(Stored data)
────────────────────────────────────────
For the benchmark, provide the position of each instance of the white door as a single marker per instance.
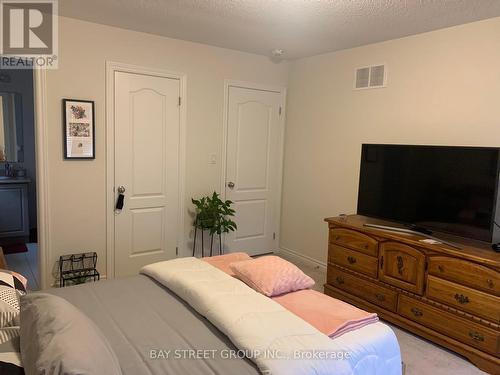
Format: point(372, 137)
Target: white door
point(253, 168)
point(147, 121)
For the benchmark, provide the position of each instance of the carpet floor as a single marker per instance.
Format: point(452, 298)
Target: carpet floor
point(421, 357)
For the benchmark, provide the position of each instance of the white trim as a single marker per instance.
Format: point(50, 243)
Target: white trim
point(261, 87)
point(307, 259)
point(111, 68)
point(42, 176)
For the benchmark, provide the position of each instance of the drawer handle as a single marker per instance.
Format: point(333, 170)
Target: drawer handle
point(351, 260)
point(476, 336)
point(400, 265)
point(461, 299)
point(416, 311)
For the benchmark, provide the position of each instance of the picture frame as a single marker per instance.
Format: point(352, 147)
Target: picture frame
point(79, 129)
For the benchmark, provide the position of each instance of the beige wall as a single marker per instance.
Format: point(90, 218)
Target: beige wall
point(443, 88)
point(77, 190)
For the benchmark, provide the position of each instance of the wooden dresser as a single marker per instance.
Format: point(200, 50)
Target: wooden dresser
point(449, 296)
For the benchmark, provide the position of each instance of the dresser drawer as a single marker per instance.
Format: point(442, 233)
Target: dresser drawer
point(354, 260)
point(466, 273)
point(460, 329)
point(464, 298)
point(376, 294)
point(354, 240)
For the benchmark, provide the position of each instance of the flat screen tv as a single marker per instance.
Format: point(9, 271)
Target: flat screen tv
point(437, 188)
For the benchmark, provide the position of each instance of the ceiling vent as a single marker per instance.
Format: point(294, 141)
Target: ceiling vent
point(370, 77)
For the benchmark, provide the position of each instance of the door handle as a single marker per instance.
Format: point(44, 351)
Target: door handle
point(120, 200)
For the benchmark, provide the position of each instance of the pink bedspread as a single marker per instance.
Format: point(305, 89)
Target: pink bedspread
point(328, 315)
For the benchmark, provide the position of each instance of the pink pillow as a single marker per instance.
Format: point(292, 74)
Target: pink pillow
point(222, 262)
point(271, 275)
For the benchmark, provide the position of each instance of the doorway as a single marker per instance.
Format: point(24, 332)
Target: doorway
point(253, 166)
point(18, 175)
point(145, 126)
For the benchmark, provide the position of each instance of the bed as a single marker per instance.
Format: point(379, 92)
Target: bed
point(154, 331)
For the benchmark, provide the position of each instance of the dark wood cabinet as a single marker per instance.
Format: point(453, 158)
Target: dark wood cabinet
point(447, 295)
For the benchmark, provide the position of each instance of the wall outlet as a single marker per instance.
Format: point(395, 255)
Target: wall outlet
point(212, 158)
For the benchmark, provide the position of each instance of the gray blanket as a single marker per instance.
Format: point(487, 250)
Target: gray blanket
point(153, 332)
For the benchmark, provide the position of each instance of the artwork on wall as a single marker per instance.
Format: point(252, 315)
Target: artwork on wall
point(79, 127)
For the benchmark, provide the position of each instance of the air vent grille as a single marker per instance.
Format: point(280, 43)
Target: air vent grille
point(362, 78)
point(370, 77)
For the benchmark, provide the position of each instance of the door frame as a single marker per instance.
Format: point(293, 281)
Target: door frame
point(42, 176)
point(111, 68)
point(228, 83)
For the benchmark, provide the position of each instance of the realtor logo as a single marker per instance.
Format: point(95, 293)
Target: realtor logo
point(29, 33)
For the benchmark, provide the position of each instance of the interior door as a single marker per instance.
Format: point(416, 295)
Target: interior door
point(253, 167)
point(147, 121)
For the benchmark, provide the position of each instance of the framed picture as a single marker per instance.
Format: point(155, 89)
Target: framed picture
point(79, 129)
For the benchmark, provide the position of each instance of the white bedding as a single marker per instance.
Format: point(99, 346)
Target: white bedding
point(279, 341)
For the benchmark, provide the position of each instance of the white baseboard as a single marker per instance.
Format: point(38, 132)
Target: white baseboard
point(55, 284)
point(294, 254)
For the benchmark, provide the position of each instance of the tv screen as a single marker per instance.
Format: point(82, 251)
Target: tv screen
point(443, 189)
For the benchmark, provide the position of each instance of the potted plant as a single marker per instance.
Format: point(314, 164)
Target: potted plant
point(213, 215)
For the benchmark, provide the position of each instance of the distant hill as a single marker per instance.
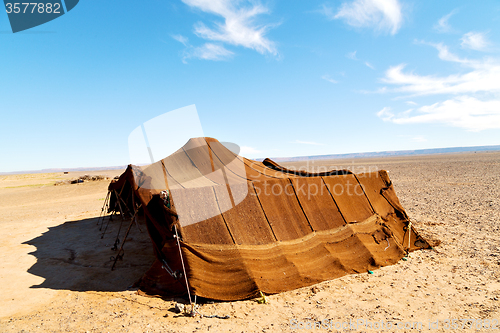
────────────────────────────────────────
Can you give every line of the entries above as a JSON list of strings, one string per line, with blank lines skipped and the pictures left out?

[
  "For the benchmark, provide the position of each instance of the white door as a single marker per instance.",
  "Format: point(372, 137)",
  "Target: white door",
  "point(253, 168)",
  "point(147, 121)",
  "For the benchmark, provide the position of each instance of the carpet floor as a single marker per instance.",
  "Format: point(452, 298)",
  "Target: carpet floor",
  "point(421, 357)",
  "For the benchmark, provide the position of each instance of the white trim as a single marker per instance.",
  "Format: point(50, 243)",
  "Target: white trim",
  "point(261, 87)",
  "point(307, 259)",
  "point(111, 68)",
  "point(42, 176)",
  "For the benchmark, provide the position of each instance of the drawer handle as a single marker per instance.",
  "Format: point(333, 170)",
  "Target: drawer handle",
  "point(351, 260)",
  "point(476, 336)",
  "point(400, 265)",
  "point(461, 299)",
  "point(416, 311)",
  "For the benchmark, provide the position of each instance of the picture frame as a single marker per instance.",
  "Format: point(352, 147)",
  "Target: picture frame",
  "point(79, 129)",
  "For the benchmark, provide the position of each instance of the beige wall as a single marker per instance.",
  "Format: point(90, 218)",
  "Target: beige wall",
  "point(443, 88)",
  "point(77, 190)",
  "For the benchmark, provide the position of each instance of the wooden dresser as a single marker per instance.",
  "Format: point(200, 50)",
  "Target: wooden dresser",
  "point(449, 296)",
  "For the benchmark, provide the position of each instance of the dresser drawer as a single marker per instance.",
  "Format: point(442, 233)",
  "Target: dresser drawer",
  "point(354, 260)",
  "point(466, 273)",
  "point(460, 329)",
  "point(464, 298)",
  "point(376, 294)",
  "point(354, 240)",
  "For the benchmark, provide the position of each instance of the flat screen tv as a single marker per instance.",
  "Format: point(9, 271)",
  "Target: flat screen tv",
  "point(437, 188)",
  "For the benchmark, provide the position of each instance of the ceiling vent as a single marker per instance.",
  "Format: point(294, 141)",
  "Target: ceiling vent",
  "point(370, 77)",
  "For the benchmark, provide the position of each instance of the door handle as a single marker per instance.",
  "Format: point(44, 351)",
  "Target: door handle",
  "point(120, 200)",
  "For the benchmark, provide the position of each instance of the pink bedspread as a single marker per instance.",
  "Format: point(305, 89)",
  "Target: pink bedspread",
  "point(328, 315)",
  "For the benchmark, provide the position of each instance of the pink pillow as a single marker per instance.",
  "Format: point(292, 74)",
  "Target: pink pillow",
  "point(222, 262)",
  "point(271, 275)",
  "For the benchmark, provide the position of each instance of the doorway as a single marker per instance.",
  "Format: point(24, 332)",
  "Target: doorway",
  "point(253, 166)",
  "point(18, 175)",
  "point(145, 126)",
  "For the benchmark, provide the position of each instance of the bed as a single marker per instance.",
  "Format: point(379, 92)",
  "Target: bed",
  "point(154, 331)",
  "For the benchmark, provide the position of each instance of the dark wood cabinet as a single marker per instance.",
  "Format: point(453, 158)",
  "Target: dark wood cabinet",
  "point(447, 295)",
  "For the benchmark, provide the position of each instance of the wall outlet as a single marker per instance.",
  "Format: point(395, 255)",
  "Target: wall outlet",
  "point(212, 158)",
  "For the benchmark, provide the position of each instance of the gray blanket as a single marker per instance.",
  "Format: point(487, 250)",
  "Target: gray blanket",
  "point(153, 332)",
  "For the benchmark, provide the position of each instance of the artwork on wall as a single marker per instance.",
  "Format: point(252, 315)",
  "Target: artwork on wall",
  "point(79, 127)",
  "For the benchmark, provide the position of each instance of the air vent grille as a single marker per instance.",
  "Format: point(280, 43)",
  "Target: air vent grille",
  "point(362, 78)",
  "point(370, 77)",
  "For the benchmark, provide the position of each instance of the door frame as a single marker per instance.",
  "Format: point(293, 281)",
  "Target: door frame",
  "point(42, 176)",
  "point(111, 68)",
  "point(228, 83)",
  "For the benchmark, provide the position of each instance of the realtor logo as a single marker per instance.",
  "Format: point(95, 293)",
  "Target: realtor logo",
  "point(29, 33)",
  "For the benchmark, provide the position of each instance of the interior door as a single marker per instance.",
  "Format: point(416, 295)",
  "Target: interior door",
  "point(253, 167)",
  "point(147, 121)",
  "For the benchmark, provide the position of each instance of the framed picture as a single marker per instance.",
  "Format: point(155, 89)",
  "Target: framed picture",
  "point(79, 129)",
  "For the benchmark, provide the position of each instance of the white bedding as a single marker per instance.",
  "Format: point(99, 346)",
  "Target: white bedding",
  "point(279, 341)",
  "For the benchmark, provide the position of each instance of the white baseboard as a single marker per instance.",
  "Format: point(38, 132)",
  "Target: white baseboard",
  "point(55, 284)",
  "point(294, 254)",
  "For the benchmark, provide the position of each instance of the tv screen as a single marker per instance.",
  "Format: point(82, 251)",
  "Target: tv screen",
  "point(443, 189)",
  "For the benchmark, provide the position of each instance of the potted plant as a single marker per instance.",
  "Format: point(314, 164)",
  "Target: potted plant",
  "point(213, 215)",
  "For the benchmark, provide the position of each instance of the distant hill as a single marker per instance."
]